_Goal:_ Exact repetition of every entry is required.

─── Material supplied ───

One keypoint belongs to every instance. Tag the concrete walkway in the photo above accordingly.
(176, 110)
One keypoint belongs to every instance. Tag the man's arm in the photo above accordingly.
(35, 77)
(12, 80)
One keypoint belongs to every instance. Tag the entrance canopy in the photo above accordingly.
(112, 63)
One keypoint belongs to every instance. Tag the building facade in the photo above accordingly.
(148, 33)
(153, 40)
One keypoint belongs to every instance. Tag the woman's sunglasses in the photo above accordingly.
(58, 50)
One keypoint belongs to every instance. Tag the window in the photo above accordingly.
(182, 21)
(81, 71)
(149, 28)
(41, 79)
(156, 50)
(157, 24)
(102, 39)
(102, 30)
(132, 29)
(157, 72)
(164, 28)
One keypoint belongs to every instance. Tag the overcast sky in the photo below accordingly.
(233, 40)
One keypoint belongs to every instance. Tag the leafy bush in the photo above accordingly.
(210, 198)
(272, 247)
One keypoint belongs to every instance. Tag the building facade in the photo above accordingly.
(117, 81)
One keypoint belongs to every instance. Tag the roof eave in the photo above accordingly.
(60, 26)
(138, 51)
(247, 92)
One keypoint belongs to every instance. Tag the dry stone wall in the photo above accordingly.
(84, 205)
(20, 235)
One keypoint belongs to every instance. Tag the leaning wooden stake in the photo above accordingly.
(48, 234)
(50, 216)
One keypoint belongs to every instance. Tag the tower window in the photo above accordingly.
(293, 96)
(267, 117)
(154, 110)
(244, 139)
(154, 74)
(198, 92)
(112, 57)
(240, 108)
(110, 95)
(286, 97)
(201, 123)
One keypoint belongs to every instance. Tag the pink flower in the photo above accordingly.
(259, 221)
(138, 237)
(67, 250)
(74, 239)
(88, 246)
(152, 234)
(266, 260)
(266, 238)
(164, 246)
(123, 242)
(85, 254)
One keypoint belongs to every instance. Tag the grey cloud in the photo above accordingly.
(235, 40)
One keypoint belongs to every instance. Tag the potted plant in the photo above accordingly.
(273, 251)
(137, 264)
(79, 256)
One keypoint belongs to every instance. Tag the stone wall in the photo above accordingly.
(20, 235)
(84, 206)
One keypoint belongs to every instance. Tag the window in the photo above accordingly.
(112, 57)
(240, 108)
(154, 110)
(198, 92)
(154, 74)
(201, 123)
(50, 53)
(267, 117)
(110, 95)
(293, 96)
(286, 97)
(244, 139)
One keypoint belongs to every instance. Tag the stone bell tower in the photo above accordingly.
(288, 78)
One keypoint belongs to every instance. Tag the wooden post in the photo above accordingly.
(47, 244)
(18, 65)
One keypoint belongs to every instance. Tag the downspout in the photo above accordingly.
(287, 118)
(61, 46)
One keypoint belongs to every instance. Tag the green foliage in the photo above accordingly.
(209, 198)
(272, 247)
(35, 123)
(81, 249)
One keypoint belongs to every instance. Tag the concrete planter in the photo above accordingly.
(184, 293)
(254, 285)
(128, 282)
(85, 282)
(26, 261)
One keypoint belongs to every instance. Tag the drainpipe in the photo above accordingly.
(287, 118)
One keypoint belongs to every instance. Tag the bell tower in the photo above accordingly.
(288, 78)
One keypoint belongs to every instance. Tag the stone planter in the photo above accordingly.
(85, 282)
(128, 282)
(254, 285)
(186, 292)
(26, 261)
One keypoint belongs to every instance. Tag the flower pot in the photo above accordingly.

───

_Finished task:_
One keypoint belongs to every instance. Tag the concrete walkway in the photo above accordingly.
(176, 110)
One keypoint belongs to every instance. Tag the man's arm in the photo above accordingly.
(35, 77)
(12, 80)
One keypoint belongs to every instance. Tag the entrance canopy in the photo above accordingly.
(112, 63)
One keypoint belongs to every instance. Tag the building facade in the photo above accordingly.
(148, 33)
(153, 40)
One keypoint belongs to every instance. Tag the woman's sunglasses in the photo above accordingly.
(58, 50)
One keypoint belongs to every instance. Tag the window in the photo above accordingly.
(182, 21)
(81, 71)
(149, 28)
(41, 79)
(156, 50)
(157, 24)
(102, 39)
(102, 30)
(132, 29)
(157, 72)
(164, 28)
One keypoint belongs to every instance. Tag the overcast sky in the photo below accordingly.
(233, 40)
One keypoint belongs to every instance. Tag the leafy bush in the photo above accordingly.
(210, 198)
(272, 247)
One keypoint belongs to every instance. Tag the building facade in the photo above accordingly.
(117, 81)
One keypoint belongs to every instance. Tag the roof eave in the photo above accordingly.
(60, 26)
(138, 51)
(247, 92)
One keypoint belongs to every instance. Tag the dry stone wall in the photo above accordingly.
(84, 205)
(20, 235)
One keypoint belongs to every instance. Tag the leaning wooden stake in the photo above accordingly.
(48, 234)
(50, 216)
One keypoint belongs to every instance. Tag the tower window in the photo above accordingly.
(293, 96)
(267, 117)
(154, 110)
(244, 139)
(154, 74)
(198, 92)
(112, 57)
(240, 108)
(110, 95)
(286, 97)
(201, 123)
One keypoint belongs to every instance. Tag the pink flower in the photo above accordingly.
(259, 221)
(138, 237)
(67, 250)
(74, 239)
(88, 246)
(152, 234)
(266, 260)
(266, 238)
(164, 246)
(123, 242)
(85, 254)
One keypoint belongs to every instance. Tag the grey cloud in the photo above accordingly.
(235, 40)
One keypoint belongs to every instance. Tag the potted plant in the photo above accordingly.
(273, 251)
(137, 264)
(79, 256)
One keypoint belongs to every instance. Tag the stone wall in the photo above accordingly.
(20, 235)
(84, 206)
One keypoint belongs to every instance. Tag the window in the photo above accordingly.
(112, 57)
(240, 108)
(154, 110)
(198, 92)
(154, 74)
(201, 123)
(50, 53)
(267, 117)
(110, 95)
(293, 96)
(286, 97)
(244, 139)
One keypoint belongs to every instance. Tag the stone bell tower in the photo above accordingly.
(288, 78)
One keypoint belongs to every instance. Tag the wooden post in the photo above accordingly.
(47, 244)
(18, 65)
One keypoint belongs to every instance. Tag the downspout in the photo above accordingly.
(287, 118)
(61, 46)
One keypoint belongs to every instance. Tag the green foliage in the photo above accordingly.
(209, 198)
(272, 247)
(35, 123)
(81, 249)
One keypoint belongs to every instance. Tag the concrete planter in the photo above accordingly.
(184, 293)
(254, 285)
(128, 282)
(85, 282)
(26, 261)
One keypoint belongs to every instance. Tag the drainpipe in the photo above accordingly.
(287, 118)
One keypoint belongs to every instance. Tag the bell tower in the photo above accordingly.
(288, 78)
One keypoint belongs to every instance. Tag the stone planter in the photo above accordingly.
(85, 282)
(128, 282)
(254, 285)
(186, 292)
(26, 261)
One keypoint belongs to every instance. Tag the flower pot in the photo above accordingly.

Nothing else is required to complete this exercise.